→ **TO BE DONE**: Reproduce exactly the lines from the one containing "point: pine tree" through the last line of the records below, both included, and nothing else.

[Coordinate annotation entries]
↓↓↓
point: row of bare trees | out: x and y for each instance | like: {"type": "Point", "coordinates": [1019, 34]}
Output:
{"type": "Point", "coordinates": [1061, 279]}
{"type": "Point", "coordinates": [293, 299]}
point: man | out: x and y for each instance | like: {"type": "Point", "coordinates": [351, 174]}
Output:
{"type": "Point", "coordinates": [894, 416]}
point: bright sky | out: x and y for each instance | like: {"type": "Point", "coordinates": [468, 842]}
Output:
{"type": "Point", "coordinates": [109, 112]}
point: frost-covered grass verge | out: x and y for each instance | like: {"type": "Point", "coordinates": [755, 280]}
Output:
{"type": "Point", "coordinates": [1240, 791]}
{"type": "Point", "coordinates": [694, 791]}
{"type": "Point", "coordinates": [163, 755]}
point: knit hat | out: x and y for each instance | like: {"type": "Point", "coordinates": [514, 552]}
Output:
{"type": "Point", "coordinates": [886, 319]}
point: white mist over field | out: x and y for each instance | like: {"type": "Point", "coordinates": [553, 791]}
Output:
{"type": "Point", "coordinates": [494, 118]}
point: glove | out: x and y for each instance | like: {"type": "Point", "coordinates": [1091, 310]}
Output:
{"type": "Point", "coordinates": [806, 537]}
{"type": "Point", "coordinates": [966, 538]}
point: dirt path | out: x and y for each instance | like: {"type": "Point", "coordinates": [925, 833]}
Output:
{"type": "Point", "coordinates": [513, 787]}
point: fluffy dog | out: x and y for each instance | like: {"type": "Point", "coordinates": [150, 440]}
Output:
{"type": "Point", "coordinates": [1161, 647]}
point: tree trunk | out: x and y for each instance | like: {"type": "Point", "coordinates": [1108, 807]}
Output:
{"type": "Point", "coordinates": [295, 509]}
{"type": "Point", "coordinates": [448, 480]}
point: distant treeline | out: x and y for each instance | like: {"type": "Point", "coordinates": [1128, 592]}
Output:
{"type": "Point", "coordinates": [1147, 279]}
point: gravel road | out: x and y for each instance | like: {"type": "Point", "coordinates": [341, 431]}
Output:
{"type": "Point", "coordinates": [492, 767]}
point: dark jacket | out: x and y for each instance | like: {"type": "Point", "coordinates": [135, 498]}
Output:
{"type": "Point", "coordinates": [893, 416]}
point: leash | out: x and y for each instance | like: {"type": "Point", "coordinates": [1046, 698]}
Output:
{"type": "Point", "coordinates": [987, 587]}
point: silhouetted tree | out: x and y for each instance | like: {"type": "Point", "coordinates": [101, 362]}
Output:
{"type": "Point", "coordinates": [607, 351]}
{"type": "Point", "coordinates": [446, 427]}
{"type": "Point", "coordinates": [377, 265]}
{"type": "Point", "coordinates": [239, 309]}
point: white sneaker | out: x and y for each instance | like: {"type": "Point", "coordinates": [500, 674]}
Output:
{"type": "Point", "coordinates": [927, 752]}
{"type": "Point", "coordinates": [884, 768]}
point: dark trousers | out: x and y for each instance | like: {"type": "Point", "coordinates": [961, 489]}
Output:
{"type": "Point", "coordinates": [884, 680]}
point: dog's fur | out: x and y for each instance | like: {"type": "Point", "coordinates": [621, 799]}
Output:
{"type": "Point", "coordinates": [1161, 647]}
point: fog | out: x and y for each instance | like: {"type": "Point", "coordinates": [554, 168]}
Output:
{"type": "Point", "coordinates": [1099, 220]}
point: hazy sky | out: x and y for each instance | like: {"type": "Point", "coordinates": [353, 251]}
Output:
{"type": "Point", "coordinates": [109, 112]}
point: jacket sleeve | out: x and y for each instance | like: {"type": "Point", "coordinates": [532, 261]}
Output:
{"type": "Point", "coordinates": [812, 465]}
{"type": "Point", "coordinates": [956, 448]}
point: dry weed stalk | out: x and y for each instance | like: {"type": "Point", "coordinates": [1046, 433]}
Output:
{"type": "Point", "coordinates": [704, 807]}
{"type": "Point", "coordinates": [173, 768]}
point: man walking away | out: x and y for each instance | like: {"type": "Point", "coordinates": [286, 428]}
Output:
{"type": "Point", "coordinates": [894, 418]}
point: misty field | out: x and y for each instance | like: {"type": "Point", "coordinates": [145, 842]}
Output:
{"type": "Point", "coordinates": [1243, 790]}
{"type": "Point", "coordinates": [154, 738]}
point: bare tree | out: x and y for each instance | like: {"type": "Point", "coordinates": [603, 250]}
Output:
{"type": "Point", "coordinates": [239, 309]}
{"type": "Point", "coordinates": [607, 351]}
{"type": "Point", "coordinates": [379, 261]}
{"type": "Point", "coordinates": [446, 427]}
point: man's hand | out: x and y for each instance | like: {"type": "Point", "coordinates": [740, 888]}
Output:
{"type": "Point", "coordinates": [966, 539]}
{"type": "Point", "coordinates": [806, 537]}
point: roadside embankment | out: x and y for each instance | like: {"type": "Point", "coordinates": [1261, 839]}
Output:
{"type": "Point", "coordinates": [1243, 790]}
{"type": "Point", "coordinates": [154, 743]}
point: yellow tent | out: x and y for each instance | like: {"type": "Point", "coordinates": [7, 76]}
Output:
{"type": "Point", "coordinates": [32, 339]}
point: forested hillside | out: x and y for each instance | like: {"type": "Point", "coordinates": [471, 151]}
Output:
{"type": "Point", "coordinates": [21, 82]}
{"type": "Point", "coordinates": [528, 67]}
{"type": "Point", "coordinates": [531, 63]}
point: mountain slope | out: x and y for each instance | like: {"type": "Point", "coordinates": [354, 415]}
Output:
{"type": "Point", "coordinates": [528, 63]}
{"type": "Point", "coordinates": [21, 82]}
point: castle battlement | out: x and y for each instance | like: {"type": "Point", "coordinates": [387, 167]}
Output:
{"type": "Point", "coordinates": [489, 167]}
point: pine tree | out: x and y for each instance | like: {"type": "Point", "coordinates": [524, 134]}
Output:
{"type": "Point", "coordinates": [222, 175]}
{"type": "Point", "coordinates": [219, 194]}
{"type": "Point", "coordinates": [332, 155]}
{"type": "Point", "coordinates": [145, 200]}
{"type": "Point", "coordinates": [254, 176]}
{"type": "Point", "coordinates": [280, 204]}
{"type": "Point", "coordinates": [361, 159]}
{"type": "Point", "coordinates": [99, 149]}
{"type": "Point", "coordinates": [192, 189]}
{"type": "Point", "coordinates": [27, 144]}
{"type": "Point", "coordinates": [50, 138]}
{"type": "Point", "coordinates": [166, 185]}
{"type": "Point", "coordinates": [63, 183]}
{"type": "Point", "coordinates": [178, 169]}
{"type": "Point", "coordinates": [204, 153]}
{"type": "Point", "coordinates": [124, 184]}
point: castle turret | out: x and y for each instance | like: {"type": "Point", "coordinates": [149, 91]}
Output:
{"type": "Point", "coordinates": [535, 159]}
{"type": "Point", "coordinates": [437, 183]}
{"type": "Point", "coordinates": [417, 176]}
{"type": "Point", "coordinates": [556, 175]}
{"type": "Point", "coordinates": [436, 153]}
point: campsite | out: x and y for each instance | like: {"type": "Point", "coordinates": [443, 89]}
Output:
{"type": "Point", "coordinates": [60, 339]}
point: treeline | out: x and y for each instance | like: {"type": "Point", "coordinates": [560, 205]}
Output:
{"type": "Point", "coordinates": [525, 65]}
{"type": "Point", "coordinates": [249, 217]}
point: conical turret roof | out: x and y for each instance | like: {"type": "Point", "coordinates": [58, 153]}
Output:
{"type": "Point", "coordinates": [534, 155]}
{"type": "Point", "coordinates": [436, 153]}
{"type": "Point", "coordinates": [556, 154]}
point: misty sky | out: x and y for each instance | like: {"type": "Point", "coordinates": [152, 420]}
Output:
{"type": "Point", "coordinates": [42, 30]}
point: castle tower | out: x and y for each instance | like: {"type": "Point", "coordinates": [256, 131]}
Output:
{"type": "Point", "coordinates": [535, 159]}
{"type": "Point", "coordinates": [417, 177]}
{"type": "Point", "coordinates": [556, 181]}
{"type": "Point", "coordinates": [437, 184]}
↑↑↑
→ **EXERCISE RESULT**:
point: pine tree | out: x and y for each instance | like: {"type": "Point", "coordinates": [524, 134]}
Output:
{"type": "Point", "coordinates": [222, 175]}
{"type": "Point", "coordinates": [219, 194]}
{"type": "Point", "coordinates": [332, 155]}
{"type": "Point", "coordinates": [145, 200]}
{"type": "Point", "coordinates": [254, 176]}
{"type": "Point", "coordinates": [280, 204]}
{"type": "Point", "coordinates": [361, 159]}
{"type": "Point", "coordinates": [99, 149]}
{"type": "Point", "coordinates": [192, 189]}
{"type": "Point", "coordinates": [27, 144]}
{"type": "Point", "coordinates": [50, 138]}
{"type": "Point", "coordinates": [166, 185]}
{"type": "Point", "coordinates": [63, 183]}
{"type": "Point", "coordinates": [178, 169]}
{"type": "Point", "coordinates": [204, 153]}
{"type": "Point", "coordinates": [124, 184]}
point: castle turret | out: x and y for each instance | like: {"type": "Point", "coordinates": [149, 91]}
Output:
{"type": "Point", "coordinates": [535, 159]}
{"type": "Point", "coordinates": [437, 183]}
{"type": "Point", "coordinates": [417, 176]}
{"type": "Point", "coordinates": [556, 175]}
{"type": "Point", "coordinates": [436, 153]}
point: campsite | out: x and y for each instance | like: {"type": "Point", "coordinates": [443, 89]}
Output:
{"type": "Point", "coordinates": [60, 339]}
point: treeline | out: x and y for each instance | like: {"type": "Point", "coordinates": [560, 205]}
Output:
{"type": "Point", "coordinates": [525, 65]}
{"type": "Point", "coordinates": [249, 217]}
point: conical turret roof | out: x and y for each instance | like: {"type": "Point", "coordinates": [58, 153]}
Output:
{"type": "Point", "coordinates": [534, 155]}
{"type": "Point", "coordinates": [436, 153]}
{"type": "Point", "coordinates": [556, 154]}
point: misty sky | out: x and y for each instance | like: {"type": "Point", "coordinates": [152, 420]}
Output:
{"type": "Point", "coordinates": [42, 30]}
point: castle tower | out: x and y for each instance | like: {"type": "Point", "coordinates": [256, 131]}
Output:
{"type": "Point", "coordinates": [535, 159]}
{"type": "Point", "coordinates": [417, 177]}
{"type": "Point", "coordinates": [556, 181]}
{"type": "Point", "coordinates": [437, 184]}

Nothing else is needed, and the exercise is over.